# ABOUT THIS TASK:
Your answer should be the lines below from the one with "The component shall identify every instance of the hanging" to the one with "The component shall identify every instance of the window pane", both included, given again exactly and with nothing added.

# MATERIAL FOR THE TASK:
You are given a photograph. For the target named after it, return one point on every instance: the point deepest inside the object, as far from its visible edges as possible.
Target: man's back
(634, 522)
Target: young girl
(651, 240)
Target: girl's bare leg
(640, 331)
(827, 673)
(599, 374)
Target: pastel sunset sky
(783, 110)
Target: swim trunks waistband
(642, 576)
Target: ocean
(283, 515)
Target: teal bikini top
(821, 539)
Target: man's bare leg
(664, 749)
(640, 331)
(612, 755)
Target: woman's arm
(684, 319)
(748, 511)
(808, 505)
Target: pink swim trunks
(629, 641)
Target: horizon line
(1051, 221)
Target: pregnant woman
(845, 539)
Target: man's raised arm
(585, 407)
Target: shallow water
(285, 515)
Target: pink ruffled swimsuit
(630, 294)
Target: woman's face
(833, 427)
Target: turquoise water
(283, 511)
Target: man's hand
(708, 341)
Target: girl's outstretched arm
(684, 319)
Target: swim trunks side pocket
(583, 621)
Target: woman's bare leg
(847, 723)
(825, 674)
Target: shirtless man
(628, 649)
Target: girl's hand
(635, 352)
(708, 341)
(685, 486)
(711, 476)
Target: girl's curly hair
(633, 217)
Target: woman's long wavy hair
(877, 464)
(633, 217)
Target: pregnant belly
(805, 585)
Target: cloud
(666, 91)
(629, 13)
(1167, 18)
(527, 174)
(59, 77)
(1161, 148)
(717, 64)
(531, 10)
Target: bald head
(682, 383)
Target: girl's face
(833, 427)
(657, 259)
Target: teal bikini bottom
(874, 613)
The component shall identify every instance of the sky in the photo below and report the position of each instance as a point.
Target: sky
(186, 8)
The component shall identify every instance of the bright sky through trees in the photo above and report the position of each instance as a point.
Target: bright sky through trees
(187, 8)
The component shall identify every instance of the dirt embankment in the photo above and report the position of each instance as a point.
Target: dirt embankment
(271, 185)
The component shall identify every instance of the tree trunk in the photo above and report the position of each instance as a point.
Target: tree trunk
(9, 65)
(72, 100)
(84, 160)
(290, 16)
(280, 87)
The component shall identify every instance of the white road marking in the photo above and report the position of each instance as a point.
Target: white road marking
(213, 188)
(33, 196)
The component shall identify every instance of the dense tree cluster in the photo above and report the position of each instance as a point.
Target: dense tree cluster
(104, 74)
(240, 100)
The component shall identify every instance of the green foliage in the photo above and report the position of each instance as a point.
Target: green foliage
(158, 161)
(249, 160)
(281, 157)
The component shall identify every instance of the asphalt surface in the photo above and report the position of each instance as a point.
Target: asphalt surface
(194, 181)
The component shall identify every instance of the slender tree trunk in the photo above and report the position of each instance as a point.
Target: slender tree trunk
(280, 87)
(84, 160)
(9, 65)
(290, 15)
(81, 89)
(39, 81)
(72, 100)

==

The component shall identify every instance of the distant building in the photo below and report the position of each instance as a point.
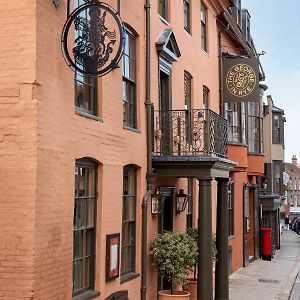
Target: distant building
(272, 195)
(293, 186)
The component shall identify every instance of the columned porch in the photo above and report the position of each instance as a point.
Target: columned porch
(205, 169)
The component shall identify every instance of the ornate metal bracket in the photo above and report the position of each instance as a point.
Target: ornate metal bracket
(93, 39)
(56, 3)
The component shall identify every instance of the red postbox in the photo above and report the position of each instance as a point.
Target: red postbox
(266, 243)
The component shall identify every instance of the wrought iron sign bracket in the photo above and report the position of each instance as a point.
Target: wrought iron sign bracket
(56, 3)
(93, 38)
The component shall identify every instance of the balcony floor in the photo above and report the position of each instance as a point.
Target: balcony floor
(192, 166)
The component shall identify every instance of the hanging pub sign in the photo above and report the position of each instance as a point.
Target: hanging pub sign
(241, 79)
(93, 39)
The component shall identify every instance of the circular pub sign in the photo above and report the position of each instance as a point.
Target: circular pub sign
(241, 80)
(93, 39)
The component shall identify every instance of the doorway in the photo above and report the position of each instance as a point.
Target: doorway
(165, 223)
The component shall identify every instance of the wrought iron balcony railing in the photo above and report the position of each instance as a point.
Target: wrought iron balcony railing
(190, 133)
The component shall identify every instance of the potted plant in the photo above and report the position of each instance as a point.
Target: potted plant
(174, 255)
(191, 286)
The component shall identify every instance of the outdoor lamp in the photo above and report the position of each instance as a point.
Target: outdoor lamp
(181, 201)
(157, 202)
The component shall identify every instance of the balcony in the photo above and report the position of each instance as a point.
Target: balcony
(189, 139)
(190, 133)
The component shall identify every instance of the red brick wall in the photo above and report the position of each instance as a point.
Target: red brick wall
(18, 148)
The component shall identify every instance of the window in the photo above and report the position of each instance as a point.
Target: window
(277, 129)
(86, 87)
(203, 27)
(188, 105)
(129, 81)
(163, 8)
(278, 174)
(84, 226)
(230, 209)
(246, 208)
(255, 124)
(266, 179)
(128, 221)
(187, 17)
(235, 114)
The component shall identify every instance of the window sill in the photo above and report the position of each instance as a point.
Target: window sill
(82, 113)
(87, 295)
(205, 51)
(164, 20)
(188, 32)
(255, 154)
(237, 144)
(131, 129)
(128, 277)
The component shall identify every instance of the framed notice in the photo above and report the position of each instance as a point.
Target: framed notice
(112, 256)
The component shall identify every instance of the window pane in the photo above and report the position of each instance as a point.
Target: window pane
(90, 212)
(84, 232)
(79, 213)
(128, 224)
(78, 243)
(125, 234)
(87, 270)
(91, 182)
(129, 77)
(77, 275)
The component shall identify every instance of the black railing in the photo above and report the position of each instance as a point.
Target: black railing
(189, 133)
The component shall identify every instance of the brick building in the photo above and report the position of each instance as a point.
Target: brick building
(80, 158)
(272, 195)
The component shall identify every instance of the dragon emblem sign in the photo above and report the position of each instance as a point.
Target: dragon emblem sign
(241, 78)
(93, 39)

# TASK OUTPUT:
The component shall identify every instance of the hanging pub sign in the photo above and report the position of each instance as a point.
Target: hanging pub sign
(241, 79)
(93, 39)
The component shall identify every instance of the circular pub sign in the photo above and report the position of each instance as a point.
Target: circular pub sign
(241, 80)
(93, 39)
The component shall identify every instance of the doorway in the photo above and report the position of each instance as a point.
Target: doorway
(165, 223)
The component shall identify every instance of the wrought iron balcony railing in the photo above and report the position of each instance as a point.
Target: wrought iron balcony railing
(190, 133)
The component shall identify every instance of the potted plant in the photo above and report the position of each instance as a point.
Target: potted plant
(174, 255)
(191, 286)
The component shall identify every instance of the outdoor lamp in the photo above and report the position of each instance as a point.
Target: outdoor lamp
(181, 201)
(157, 202)
The component shall identify every instance of the balcony in the photo above and report the position of each instance as a point.
Target: balcony
(189, 139)
(190, 133)
The component shall identify every instance of the red brick wall in the photo above and report the position of each instance as a point.
Target: red brick wall
(18, 148)
The component shall identify every instance of the window in the photo above and report the position of each instance as a point.
Target: window
(277, 129)
(86, 87)
(203, 27)
(188, 105)
(129, 81)
(163, 8)
(278, 174)
(84, 226)
(230, 209)
(246, 208)
(255, 124)
(266, 179)
(128, 221)
(187, 17)
(235, 114)
The component shall identify every instance of the window sill in the photo above and report the position of each instance as a point.
Target: window sill
(82, 113)
(87, 295)
(205, 51)
(164, 20)
(188, 32)
(255, 154)
(237, 144)
(131, 129)
(128, 277)
The component shall identify every instance of the framed notice in the photo above and report the position of each instance as a point.
Target: framed notice
(112, 256)
The component shall identify every instance of the window pane in the photo above and report the position of each instance as a point.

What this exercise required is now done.